_Tâche demandée 1_
Répondez à ces questions sur le texte consacré aux enfants enrôlés par Daesh :
(a) Quelle proportion des jeunes nourris et formés à cette idéologie en resteront marqués à jamais ?
(b) Qu'aura étudié la génération que fonde Daesh ?
(c) À quels membres des familles le conseil de vigilance s'adresse-t-il notamment ?

_Texte cité_
Jamais je n’ai vu un enfant être forcé d’égorger quelqu’un. Au contraire, beaucoup d’entre eux se portaient volontaires. Les enfants ont un esprit… immature. La plupart d’entre eux sont stimulés par la propagande. Ils veulent suivre l’exemple des autres. Ça les encourage. Ça les motive. Ils veulent faire comme les grands. Ils cherchent à se prouver à eux-mêmes qu’ils sont capables de le faire. Ils veulent aussi montrer aux autres qu’ils sont des hommes et qu’ils ont du cran. C’est une manière de gagner le respect de leurs camarades.

Cette génération-ci, qui a vécu la même vie que nous, les mêmes situations, nous l’avons perdue. On a perdu tous ceux qui sont morts au combat bien sûr, mais aussi tous ceux qui survivent. On les a perdus idéologiquement. Ils sont marqués à jamais par l’idéologie qu’on leur a inculquée. Ils ont été dénaturés par toutes ces mauvaises idées qu’on leur a fait entrer de force dans la tête. Avec un enfant qui a vécu cette vie d’horreurs et qui a appris tout ça, il faut s’attendre à tout. En Syrie comme à l’étranger.

Les années de l’enfance et de l’adolescence, c’est la période de l’éducation, où ce qu’on leur inculque se grave dans leur esprit pour le reste de la vie. 90 % d’entre ces jeunes nourris et formés à cette idéologie resteront à jamais marqués par elle. Au final, les enfants sont une arme efficace. Avec eux, ils sont à peu près sûrs du résultat. Plus Daesh s’établit, et plus il fonde une génération qui sera opérationnelle dans les années futures. Ils seront déjà prêts sur le plan militaire mais aussi sur le plan religieux. Cette génération sera « savante » parce qu’elle aura étudié la shariah.

J’aimerais faire passer un message au monde, aux peuples musulmans mais aussi non musulmans. L’image que Daesh donne de l’islam n’est pas une image juste. Ce n’est pas le message de notre Prophète. Cette image fait de nous des hommes qui nous battons et mourons pour l’islam de façon cruelle et brutale. Aussi, je conseille aux familles, notamment aux pères, de faire bien attention à leurs enfants et d’être tout particulièrement vigilantes au cours de leurs années d’adolescence. C’est à cette période de la vie qu’ils sont le plus susceptibles d’être enrôlés. Il ne faut pas les laisser se retrouver au contact de cette idéologie. Jamais. Sinon, ils vont la suivre. Et vous allez les perdre.

_Tâche demandée 2_
Recopiez la liste à partir de la ligne qui contient « Whereabouts in the picture above is the reflection » jusqu'à sa dernière ligne incluse, sans omettre aucune ligne. Augmentez de 104 chaque coordonnée figurant dans les réponses, et uniquement celles-là.

(Éléments de données)

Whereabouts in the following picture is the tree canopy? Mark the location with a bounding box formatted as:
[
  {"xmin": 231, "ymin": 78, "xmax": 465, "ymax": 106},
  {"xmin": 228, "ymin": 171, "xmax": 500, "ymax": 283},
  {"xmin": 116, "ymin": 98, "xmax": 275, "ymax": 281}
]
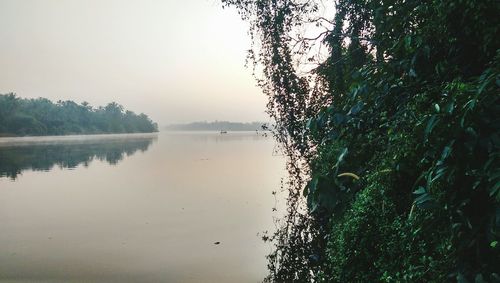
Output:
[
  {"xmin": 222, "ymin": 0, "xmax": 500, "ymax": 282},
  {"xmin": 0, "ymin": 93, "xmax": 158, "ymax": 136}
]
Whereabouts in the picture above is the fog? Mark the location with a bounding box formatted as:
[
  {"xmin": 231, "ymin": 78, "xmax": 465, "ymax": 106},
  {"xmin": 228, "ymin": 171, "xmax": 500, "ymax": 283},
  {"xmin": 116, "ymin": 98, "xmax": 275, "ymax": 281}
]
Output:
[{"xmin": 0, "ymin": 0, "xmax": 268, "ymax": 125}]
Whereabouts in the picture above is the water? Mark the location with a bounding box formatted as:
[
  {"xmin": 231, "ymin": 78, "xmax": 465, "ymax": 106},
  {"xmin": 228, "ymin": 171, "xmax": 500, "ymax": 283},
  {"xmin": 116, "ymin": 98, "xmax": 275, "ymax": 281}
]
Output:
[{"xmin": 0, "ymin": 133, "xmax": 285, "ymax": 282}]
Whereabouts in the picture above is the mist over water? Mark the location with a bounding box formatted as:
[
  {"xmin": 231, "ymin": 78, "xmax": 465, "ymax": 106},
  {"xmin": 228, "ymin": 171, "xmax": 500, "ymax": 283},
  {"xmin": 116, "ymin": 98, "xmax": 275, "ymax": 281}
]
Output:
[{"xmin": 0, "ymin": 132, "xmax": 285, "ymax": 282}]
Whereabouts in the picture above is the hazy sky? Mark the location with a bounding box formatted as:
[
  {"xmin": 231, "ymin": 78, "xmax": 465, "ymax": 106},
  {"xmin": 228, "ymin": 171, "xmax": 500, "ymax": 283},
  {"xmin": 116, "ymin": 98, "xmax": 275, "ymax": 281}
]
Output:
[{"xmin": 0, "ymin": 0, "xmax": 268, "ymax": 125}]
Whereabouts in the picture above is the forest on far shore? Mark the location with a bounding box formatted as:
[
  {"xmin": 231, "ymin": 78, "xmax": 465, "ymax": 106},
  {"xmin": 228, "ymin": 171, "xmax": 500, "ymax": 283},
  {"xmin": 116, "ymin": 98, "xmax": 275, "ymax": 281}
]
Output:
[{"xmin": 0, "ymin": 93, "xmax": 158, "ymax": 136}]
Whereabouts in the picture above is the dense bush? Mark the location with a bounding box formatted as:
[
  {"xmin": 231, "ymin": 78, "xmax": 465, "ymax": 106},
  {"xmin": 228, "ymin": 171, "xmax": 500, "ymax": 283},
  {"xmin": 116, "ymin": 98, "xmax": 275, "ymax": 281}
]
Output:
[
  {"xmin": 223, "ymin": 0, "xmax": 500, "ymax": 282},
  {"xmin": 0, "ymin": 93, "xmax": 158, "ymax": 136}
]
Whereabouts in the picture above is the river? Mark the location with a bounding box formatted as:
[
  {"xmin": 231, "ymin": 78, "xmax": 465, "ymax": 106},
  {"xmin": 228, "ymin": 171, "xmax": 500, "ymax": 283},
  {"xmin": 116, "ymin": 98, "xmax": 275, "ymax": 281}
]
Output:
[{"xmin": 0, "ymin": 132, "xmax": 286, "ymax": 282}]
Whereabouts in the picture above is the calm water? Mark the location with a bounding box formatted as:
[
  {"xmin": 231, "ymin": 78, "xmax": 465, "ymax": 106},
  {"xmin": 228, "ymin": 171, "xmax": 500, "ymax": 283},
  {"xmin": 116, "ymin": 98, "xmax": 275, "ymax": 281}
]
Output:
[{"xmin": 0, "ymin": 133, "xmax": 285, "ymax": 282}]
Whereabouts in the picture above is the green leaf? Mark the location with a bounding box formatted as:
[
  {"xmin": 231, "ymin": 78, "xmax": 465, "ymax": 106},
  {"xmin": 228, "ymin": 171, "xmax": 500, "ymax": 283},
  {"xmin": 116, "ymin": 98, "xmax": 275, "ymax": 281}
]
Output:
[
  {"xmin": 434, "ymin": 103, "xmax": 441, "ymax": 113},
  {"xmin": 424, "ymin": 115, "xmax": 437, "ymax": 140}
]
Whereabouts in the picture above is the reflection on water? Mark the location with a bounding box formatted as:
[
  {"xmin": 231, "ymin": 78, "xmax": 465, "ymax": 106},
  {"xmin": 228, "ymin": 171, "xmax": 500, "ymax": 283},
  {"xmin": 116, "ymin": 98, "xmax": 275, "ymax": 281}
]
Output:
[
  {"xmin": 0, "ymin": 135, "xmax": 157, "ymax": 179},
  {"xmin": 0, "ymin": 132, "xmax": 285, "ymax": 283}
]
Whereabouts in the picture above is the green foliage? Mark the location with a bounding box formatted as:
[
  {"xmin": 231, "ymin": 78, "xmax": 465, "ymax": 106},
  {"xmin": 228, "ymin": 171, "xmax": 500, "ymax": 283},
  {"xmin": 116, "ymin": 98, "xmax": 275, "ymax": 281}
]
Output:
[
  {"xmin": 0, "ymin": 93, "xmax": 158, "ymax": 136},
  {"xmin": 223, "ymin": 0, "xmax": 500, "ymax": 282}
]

_Solution complète 1_
(a) 90 % d'entre eux.
(b) La shariah.
(c) Aux pères.

_Solution complète 2_
Whereabouts in the picture above is the reflection on water? Mark the location with a bounding box formatted as:
[
  {"xmin": 231, "ymin": 78, "xmax": 465, "ymax": 106},
  {"xmin": 228, "ymin": 171, "xmax": 500, "ymax": 283},
  {"xmin": 116, "ymin": 98, "xmax": 275, "ymax": 281}
]
Output:
[
  {"xmin": 104, "ymin": 239, "xmax": 261, "ymax": 283},
  {"xmin": 104, "ymin": 236, "xmax": 389, "ymax": 387}
]
Whereabouts in the picture above is the green foliage? Mark the location with a bounding box formatted as:
[
  {"xmin": 231, "ymin": 78, "xmax": 465, "ymax": 106},
  {"xmin": 228, "ymin": 171, "xmax": 500, "ymax": 283},
  {"xmin": 116, "ymin": 98, "xmax": 275, "ymax": 281}
]
Output:
[
  {"xmin": 104, "ymin": 197, "xmax": 262, "ymax": 240},
  {"xmin": 327, "ymin": 104, "xmax": 604, "ymax": 386}
]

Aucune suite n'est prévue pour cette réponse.